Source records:
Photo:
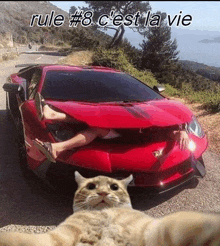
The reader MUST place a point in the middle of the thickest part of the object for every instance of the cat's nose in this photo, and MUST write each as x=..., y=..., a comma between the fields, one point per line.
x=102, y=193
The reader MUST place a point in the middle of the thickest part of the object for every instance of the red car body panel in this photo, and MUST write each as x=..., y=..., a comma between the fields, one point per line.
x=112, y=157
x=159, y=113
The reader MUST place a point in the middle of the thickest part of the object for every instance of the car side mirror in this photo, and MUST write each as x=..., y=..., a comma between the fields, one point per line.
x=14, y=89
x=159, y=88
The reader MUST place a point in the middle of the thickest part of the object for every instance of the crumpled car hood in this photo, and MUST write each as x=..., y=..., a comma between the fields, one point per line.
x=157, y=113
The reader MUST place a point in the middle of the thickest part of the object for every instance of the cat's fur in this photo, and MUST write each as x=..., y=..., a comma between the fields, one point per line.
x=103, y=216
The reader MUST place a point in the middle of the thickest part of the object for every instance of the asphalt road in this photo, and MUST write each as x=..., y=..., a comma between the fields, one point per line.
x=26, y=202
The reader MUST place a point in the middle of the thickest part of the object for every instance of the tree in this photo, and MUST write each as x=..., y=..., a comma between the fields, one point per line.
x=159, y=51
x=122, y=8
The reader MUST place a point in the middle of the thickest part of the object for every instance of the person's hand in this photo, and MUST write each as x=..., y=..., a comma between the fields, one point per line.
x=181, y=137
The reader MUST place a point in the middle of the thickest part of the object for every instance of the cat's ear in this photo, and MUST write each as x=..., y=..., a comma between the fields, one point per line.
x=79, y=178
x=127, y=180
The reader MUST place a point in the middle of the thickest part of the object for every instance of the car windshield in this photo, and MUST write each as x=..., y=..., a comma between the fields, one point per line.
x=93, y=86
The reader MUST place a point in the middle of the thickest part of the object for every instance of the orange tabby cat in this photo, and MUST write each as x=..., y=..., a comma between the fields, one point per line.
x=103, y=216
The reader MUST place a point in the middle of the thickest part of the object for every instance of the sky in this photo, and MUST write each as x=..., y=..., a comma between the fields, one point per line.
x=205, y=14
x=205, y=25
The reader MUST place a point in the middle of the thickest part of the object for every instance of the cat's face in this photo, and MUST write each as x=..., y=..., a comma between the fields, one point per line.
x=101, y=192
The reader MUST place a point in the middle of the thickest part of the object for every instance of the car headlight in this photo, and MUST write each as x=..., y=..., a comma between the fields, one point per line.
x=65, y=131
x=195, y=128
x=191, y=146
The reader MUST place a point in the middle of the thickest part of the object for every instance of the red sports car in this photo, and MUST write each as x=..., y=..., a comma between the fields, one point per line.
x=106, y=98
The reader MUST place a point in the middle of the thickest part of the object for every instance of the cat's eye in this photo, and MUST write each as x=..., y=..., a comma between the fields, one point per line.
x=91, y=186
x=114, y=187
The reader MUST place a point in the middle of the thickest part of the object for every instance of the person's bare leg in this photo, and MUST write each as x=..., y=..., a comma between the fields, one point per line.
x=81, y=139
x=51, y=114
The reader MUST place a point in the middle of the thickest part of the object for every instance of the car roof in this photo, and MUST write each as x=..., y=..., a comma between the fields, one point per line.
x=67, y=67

What you should do:
Write the data above out again exactly, every line of it, and exclude the pictures.

Result:
Photo:
The reader MUST place a point in the middle of the thickest part of the object for every instance of the cat's nose in this photo, and MUST write each as x=..., y=..., a comma between the fields, one point per line.
x=102, y=193
The reader MUST place a point in the middle of the thickest part of the object for every instance of the red car body panel in this photo, and MUST write each as x=..., y=..., a comma between the fields, one point per line.
x=112, y=157
x=159, y=113
The reader MUST place a point in the middle of the thickest part of the object for every instance of the car side mirror in this photo, and MUST write each as x=..., y=..., a comma between the fields, one point per line.
x=14, y=89
x=159, y=88
The reader MUST place a point in the middle of the thickest part of the object for every instance of the crumpled car hood in this photo, and MUST write each as x=..., y=..., a comma between the fields, one point per line.
x=157, y=113
The reader MUST place a point in the middle of the thickest part of the object for every instance of the cat's fur in this photo, and MUST write each as x=..., y=..., a comma between the fields, one point per line.
x=103, y=216
The reader MUST place a point in the middle of the thickest part of the object for every instance of the asphalt road in this photo, and MUST write each as x=..., y=..., a comma between the fields, one point per line.
x=26, y=202
The reader MUST place a point in the middle of the thickest part of the object for every instance of the tree in this photo, and MUST write each as x=..., y=..., a comma between the fields, one point per line.
x=159, y=51
x=122, y=8
The reader MUST place a point in the middle of the thickest part of the object for every instance of the person's hand in this photo, and MUST write each as x=..., y=..., a comma between the fields, one point per line.
x=181, y=137
The reader MUST place a point in the middle of the thickest part of the object for every instance of the cat's ear in this photo, and MUST write each as x=..., y=..., a comma between the fields, one point per line.
x=79, y=178
x=127, y=180
The reader MUST place a point in the middle of the thickest part of the object for every instance of the car windshield in this photo, and MUST write each as x=..., y=..., a comma between the fields, one point per line.
x=93, y=86
The reader MUST place a point in the middle of the thickest part of the object for every instance of the orange tabby cat in this photo, and MUST write each as x=..., y=..., a comma between the fields, one point per line.
x=103, y=216
The reader MUST place a point in the middle of the thickest part of the object for every instance of the sky in this photo, and MUST write each as x=..., y=..., a comma between the fields, one point per line.
x=205, y=14
x=205, y=25
The reader MUST place a point in the middle of the thickest part of the object for every instance of the cat's face in this photo, and MUST write each as x=..., y=..., a comma between the fields, one point per line.
x=101, y=192
The reader MUST place a point in the middle of the thickest part of the object for every instance of the car headlight in this photo, and MUST write each as x=..., y=..., a comma between the fields, one point per line.
x=65, y=131
x=195, y=128
x=191, y=146
The reader MUST place a point in the middle of the thickest part of the object for every instance of the red sports car in this photo, and MUST write each as x=..., y=..., a comma between the fields, one point per line.
x=106, y=98
The reader MUST place a point in the middle of the thickest part of the object for every instance of the cat's eye in this photo, and MUST write each as x=..., y=..., a comma between the fields, one point per line.
x=91, y=186
x=114, y=187
The reader MUST place a point in the middle of the thickest part of the object for every instance of the person's bare leg in this photo, and MUST write each as x=..., y=..., a comma between the fields, one point per line.
x=81, y=139
x=51, y=114
The reader MUST place a point in the middle of the thickest part of the object for every instance of the car roof in this photo, and MUST write each as x=..., y=..., a comma between the fields, one point per line.
x=67, y=67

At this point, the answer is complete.